O que fazer:
[1] Responda com base no trecho sobre Clarice Lispector:
(a) Como foi a saída do estado descrito, comparada com a entrada nele?
(b) Por que não adiantava desejar voltar depois de ter saído?
(c) Segundo a reflexão de Lóri, o que se perderia se a graça viesse com frequência e por muito tempo?
[2] Repita sem mudar nada a parte do trecho sobre Clarice Lispector que vai de "Passava-se a sentir" até "humanidade (LISPECTOR, 1980, p.", incluindo essas palavras.

Trecho do texto:
□ □ □ □ □ □ □
Passava-se a sentir que tudo o que existe –
pessoa ou coisa respirava e exalava uma espécie de finíssimo resplendor de
energia. Esta energia é a maior verdade do mundo e é impalpável (LISPECTOR, 1980, p.
147).
Era também uma
experiência indizível e incomunicável – mas Clarice não se furta a tentar
comunicá-la. E, por fim, a saída deste estado foi tão leve quanto tinha sido a
entrada nele.
Depois de ter saído, não adiantava desejar voltar, pois a graça
só vinha espontaneamente.
Lóri reflete sobre o que tinha vivenciado, considera
que o Deus estava certo ao não conceder a graça frequentemente e nem por muito
tempo, pois assim, correr-se-ia o risco de não mais voltar para a experiência
comum, perdendo a possibilidade do amor e da compaixão pela humanidade (LISPECTOR, 1980, p.
□ □ □ □ □ □ □
Dados guardados:
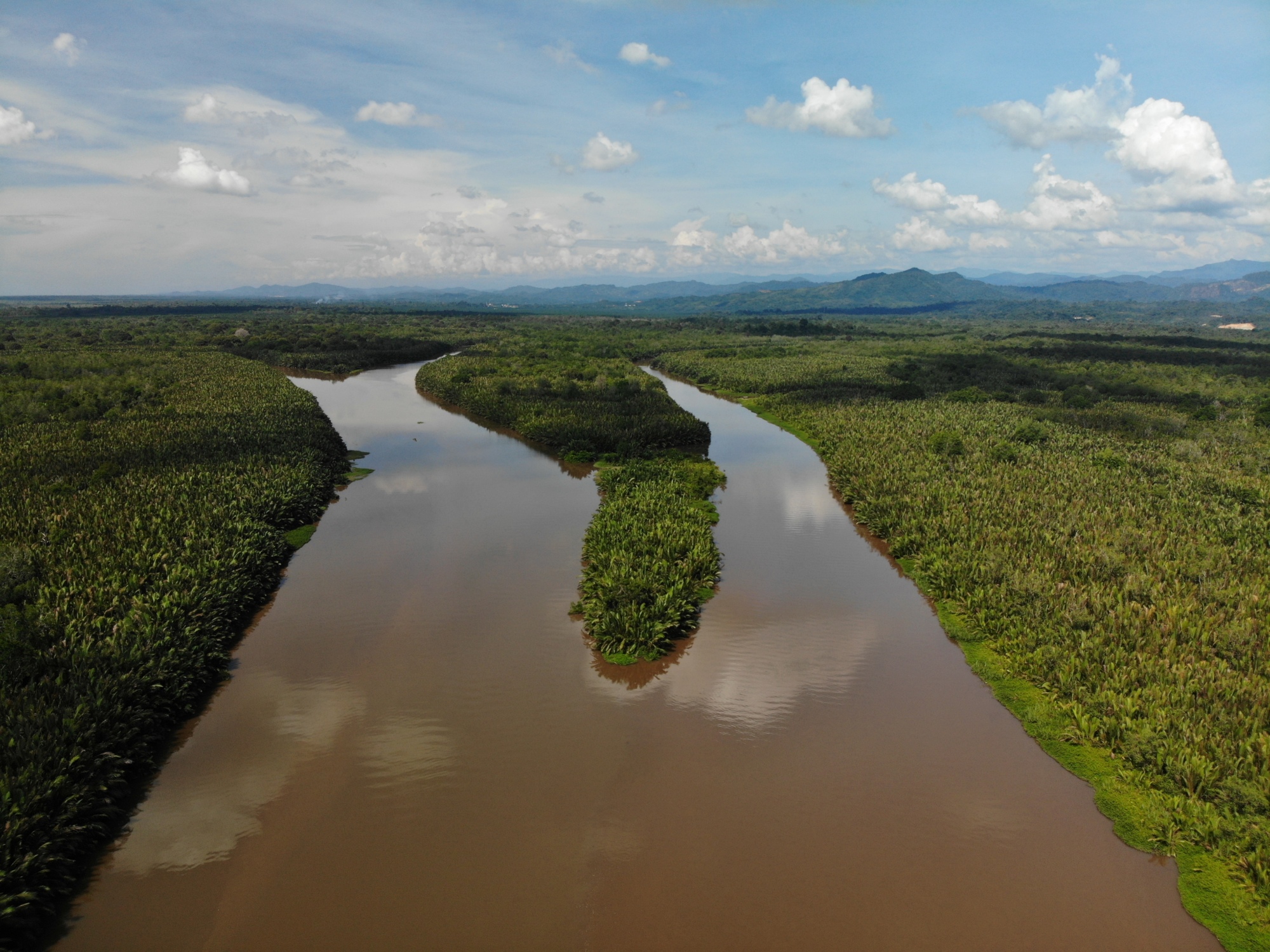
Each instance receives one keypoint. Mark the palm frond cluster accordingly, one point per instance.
(580, 404)
(145, 503)
(650, 555)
□ □ □ □ □ □ □
Respostas por tarefa:
[1]
(a) Foi tão leve quanto tinha sido a entrada.
(b) Porque a graça só vinha espontaneamente.
(c) Perderia a possibilidade do amor e da compaixão pela humanidade, pois haveria o risco de não voltar mais para a experiência comum.

[2]
Passava-se a sentir que tudo o que existe –
pessoa ou coisa respirava e exalava uma espécie de finíssimo resplendor de
energia. Esta energia é a maior verdade do mundo e é impalpável (LISPECTOR, 1980, p.
147).
Era também uma
experiência indizível e incomunicável – mas Clarice não se furta a tentar
comunicá-la. E, por fim, a saída deste estado foi tão leve quanto tinha sido a
entrada nele.
Depois de ter saído, não adiantava desejar voltar, pois a graça
só vinha espontaneamente.
Lóri reflete sobre o que tinha vivenciado, considera
que o Deus estava certo ao não conceder a graça frequentemente e nem por muito
tempo, pois assim, correr-se-ia o risco de não mais voltar para a experiência
comum, perdendo a possibilidade do amor e da compaixão pela humanidade (LISPECTOR, 1980, p.